> **What you are asked to do**
Return each line of the entries that mentions the word "forest".

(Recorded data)
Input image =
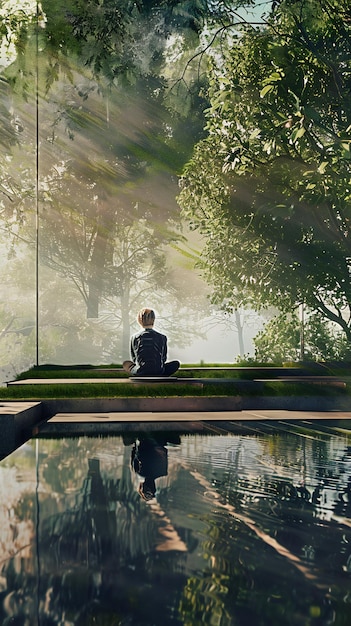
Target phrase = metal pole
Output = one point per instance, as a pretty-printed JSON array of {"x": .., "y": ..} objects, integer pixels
[
  {"x": 37, "y": 192},
  {"x": 302, "y": 332}
]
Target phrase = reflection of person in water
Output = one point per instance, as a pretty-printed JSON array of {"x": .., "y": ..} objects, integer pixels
[{"x": 149, "y": 459}]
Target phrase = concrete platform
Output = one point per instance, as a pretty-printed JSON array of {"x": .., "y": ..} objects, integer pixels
[
  {"x": 17, "y": 420},
  {"x": 68, "y": 424}
]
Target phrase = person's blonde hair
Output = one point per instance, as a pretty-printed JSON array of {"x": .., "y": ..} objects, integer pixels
[{"x": 146, "y": 317}]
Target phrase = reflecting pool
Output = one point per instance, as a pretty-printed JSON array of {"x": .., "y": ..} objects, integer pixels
[{"x": 174, "y": 528}]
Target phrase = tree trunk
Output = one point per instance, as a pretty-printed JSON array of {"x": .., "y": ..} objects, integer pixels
[{"x": 240, "y": 328}]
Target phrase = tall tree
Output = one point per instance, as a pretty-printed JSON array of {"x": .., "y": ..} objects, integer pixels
[{"x": 269, "y": 186}]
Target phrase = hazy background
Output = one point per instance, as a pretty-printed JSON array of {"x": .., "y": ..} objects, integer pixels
[{"x": 90, "y": 228}]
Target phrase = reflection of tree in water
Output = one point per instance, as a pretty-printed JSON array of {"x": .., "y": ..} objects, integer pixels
[{"x": 97, "y": 559}]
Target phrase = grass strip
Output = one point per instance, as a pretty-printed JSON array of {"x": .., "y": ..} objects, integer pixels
[{"x": 106, "y": 390}]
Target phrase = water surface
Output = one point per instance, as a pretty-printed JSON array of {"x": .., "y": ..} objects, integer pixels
[{"x": 251, "y": 528}]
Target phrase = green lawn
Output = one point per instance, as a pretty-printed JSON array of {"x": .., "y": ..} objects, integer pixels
[{"x": 234, "y": 387}]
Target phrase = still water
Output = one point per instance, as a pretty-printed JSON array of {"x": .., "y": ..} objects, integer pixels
[{"x": 182, "y": 529}]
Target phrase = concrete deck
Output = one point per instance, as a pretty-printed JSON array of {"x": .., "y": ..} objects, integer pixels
[{"x": 71, "y": 424}]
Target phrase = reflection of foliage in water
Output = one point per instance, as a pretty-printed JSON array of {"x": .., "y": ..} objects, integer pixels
[{"x": 97, "y": 562}]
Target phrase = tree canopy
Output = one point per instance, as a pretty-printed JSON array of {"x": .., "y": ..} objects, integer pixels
[{"x": 270, "y": 185}]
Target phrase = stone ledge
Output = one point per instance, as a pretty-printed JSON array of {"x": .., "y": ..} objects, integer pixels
[{"x": 17, "y": 420}]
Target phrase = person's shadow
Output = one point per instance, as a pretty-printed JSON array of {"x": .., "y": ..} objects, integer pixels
[{"x": 149, "y": 459}]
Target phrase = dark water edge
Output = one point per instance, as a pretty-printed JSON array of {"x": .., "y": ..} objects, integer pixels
[{"x": 245, "y": 528}]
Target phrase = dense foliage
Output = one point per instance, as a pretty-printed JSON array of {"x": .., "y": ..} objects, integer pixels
[{"x": 270, "y": 185}]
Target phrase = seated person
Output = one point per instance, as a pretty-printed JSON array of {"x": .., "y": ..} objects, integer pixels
[{"x": 148, "y": 349}]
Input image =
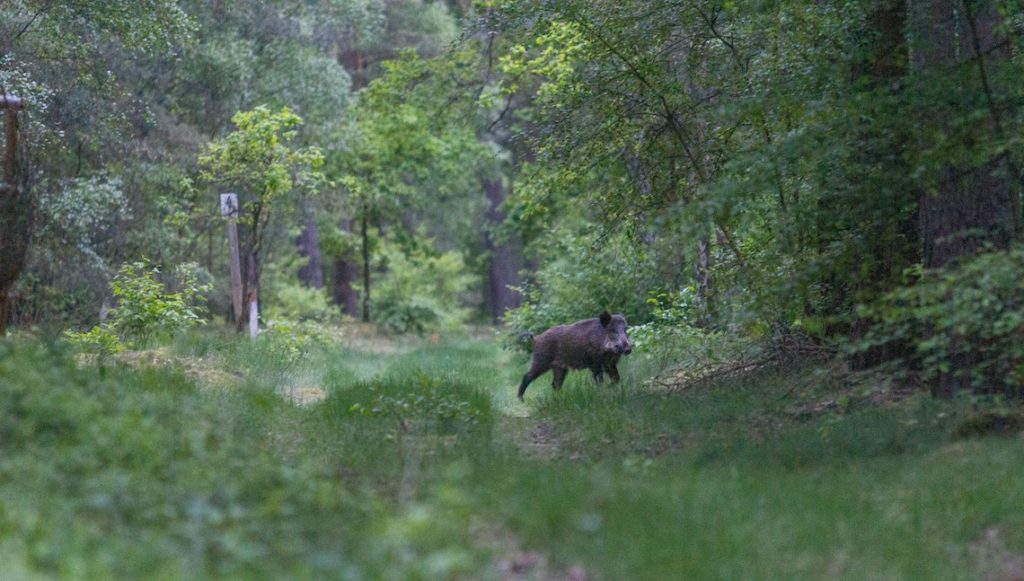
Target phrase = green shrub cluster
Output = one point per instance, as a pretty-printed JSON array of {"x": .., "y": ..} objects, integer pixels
[{"x": 145, "y": 307}]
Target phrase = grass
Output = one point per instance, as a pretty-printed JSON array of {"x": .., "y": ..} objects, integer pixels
[{"x": 419, "y": 462}]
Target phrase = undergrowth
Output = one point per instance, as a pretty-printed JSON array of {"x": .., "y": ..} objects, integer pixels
[{"x": 417, "y": 463}]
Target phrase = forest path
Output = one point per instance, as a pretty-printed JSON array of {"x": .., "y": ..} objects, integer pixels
[{"x": 517, "y": 425}]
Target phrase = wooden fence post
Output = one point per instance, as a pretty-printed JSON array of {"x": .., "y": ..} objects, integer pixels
[{"x": 229, "y": 209}]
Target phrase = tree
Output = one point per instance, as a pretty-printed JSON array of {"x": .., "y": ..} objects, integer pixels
[
  {"x": 259, "y": 161},
  {"x": 969, "y": 202},
  {"x": 15, "y": 206},
  {"x": 408, "y": 154}
]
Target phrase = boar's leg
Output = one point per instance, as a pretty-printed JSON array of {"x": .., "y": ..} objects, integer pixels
[
  {"x": 612, "y": 371},
  {"x": 559, "y": 373},
  {"x": 538, "y": 367}
]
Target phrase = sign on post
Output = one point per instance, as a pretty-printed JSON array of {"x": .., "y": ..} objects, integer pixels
[{"x": 229, "y": 209}]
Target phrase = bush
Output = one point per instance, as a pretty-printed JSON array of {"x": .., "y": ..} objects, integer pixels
[
  {"x": 421, "y": 290},
  {"x": 967, "y": 321},
  {"x": 583, "y": 278},
  {"x": 145, "y": 307}
]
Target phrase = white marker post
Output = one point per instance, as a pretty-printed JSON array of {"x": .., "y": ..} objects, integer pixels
[{"x": 229, "y": 209}]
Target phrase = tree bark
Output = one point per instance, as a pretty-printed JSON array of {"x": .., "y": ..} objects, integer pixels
[
  {"x": 365, "y": 235},
  {"x": 503, "y": 268},
  {"x": 311, "y": 274},
  {"x": 15, "y": 210},
  {"x": 346, "y": 272},
  {"x": 973, "y": 206}
]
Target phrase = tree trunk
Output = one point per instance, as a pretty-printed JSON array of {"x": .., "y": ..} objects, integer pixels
[
  {"x": 973, "y": 206},
  {"x": 311, "y": 274},
  {"x": 365, "y": 235},
  {"x": 346, "y": 272},
  {"x": 701, "y": 274},
  {"x": 503, "y": 268},
  {"x": 15, "y": 209}
]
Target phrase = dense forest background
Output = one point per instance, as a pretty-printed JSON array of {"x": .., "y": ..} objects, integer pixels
[{"x": 838, "y": 178}]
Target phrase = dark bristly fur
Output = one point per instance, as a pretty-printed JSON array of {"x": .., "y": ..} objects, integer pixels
[{"x": 592, "y": 343}]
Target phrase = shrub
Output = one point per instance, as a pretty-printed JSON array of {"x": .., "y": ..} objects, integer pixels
[
  {"x": 422, "y": 290},
  {"x": 967, "y": 320},
  {"x": 145, "y": 307},
  {"x": 584, "y": 277}
]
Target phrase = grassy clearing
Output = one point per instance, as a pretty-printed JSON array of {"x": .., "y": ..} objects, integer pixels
[{"x": 419, "y": 462}]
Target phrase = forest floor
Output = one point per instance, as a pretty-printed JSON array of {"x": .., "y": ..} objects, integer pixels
[{"x": 211, "y": 456}]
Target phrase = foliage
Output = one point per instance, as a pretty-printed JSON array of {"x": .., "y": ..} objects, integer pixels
[
  {"x": 422, "y": 289},
  {"x": 144, "y": 473},
  {"x": 428, "y": 400},
  {"x": 290, "y": 340},
  {"x": 585, "y": 274},
  {"x": 145, "y": 307},
  {"x": 672, "y": 333},
  {"x": 258, "y": 159},
  {"x": 966, "y": 321}
]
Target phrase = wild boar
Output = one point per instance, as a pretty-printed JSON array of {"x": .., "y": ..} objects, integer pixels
[{"x": 592, "y": 343}]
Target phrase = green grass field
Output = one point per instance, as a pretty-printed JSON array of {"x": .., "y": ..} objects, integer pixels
[{"x": 214, "y": 457}]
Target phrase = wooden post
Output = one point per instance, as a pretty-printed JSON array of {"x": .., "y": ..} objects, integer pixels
[
  {"x": 253, "y": 315},
  {"x": 229, "y": 209}
]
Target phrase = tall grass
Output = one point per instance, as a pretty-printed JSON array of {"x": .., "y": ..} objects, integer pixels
[{"x": 419, "y": 462}]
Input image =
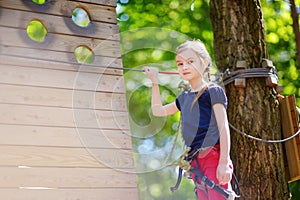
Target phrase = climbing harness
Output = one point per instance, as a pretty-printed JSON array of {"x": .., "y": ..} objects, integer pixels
[
  {"x": 262, "y": 140},
  {"x": 184, "y": 164}
]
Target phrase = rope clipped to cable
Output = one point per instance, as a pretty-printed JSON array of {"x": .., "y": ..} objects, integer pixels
[{"x": 264, "y": 140}]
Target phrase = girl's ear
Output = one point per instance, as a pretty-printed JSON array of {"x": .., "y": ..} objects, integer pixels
[{"x": 206, "y": 62}]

> **Reply to the task**
Target phrase = forest path
Target phrase = dense forest background
Target phrase = forest floor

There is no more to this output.